Aim of the task. Report each line from the entries in which "Target" can be found.

Exercise material.
------------------------------------------------------------
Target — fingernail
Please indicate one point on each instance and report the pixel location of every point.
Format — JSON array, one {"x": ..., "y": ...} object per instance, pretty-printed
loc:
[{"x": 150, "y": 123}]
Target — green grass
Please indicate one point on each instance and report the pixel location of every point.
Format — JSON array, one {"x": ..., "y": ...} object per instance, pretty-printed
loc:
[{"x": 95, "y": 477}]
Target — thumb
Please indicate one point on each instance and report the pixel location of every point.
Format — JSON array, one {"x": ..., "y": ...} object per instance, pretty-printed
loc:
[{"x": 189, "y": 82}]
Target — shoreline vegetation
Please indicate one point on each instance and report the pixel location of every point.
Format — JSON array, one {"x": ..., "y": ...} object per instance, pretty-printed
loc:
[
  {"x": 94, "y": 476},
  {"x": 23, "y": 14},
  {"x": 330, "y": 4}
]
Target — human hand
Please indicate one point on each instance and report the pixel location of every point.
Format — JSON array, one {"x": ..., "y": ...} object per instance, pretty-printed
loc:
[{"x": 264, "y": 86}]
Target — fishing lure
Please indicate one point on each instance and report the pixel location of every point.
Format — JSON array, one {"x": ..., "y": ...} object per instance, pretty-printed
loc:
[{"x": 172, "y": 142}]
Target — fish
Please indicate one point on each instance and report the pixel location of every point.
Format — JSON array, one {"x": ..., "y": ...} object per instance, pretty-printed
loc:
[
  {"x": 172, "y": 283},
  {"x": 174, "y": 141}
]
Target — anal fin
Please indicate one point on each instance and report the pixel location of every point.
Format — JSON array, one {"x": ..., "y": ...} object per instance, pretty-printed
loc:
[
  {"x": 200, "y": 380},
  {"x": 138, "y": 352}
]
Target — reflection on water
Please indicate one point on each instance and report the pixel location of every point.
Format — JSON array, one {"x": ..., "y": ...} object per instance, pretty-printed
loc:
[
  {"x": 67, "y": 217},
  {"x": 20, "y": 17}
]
------------------------------------------------------------
Answer to this problem.
Target — fingernail
Target — green grass
Target — thumb
Target — shoreline vegetation
Target — human hand
Target — fishing lure
Target — fish
Target — anal fin
Target — reflection on water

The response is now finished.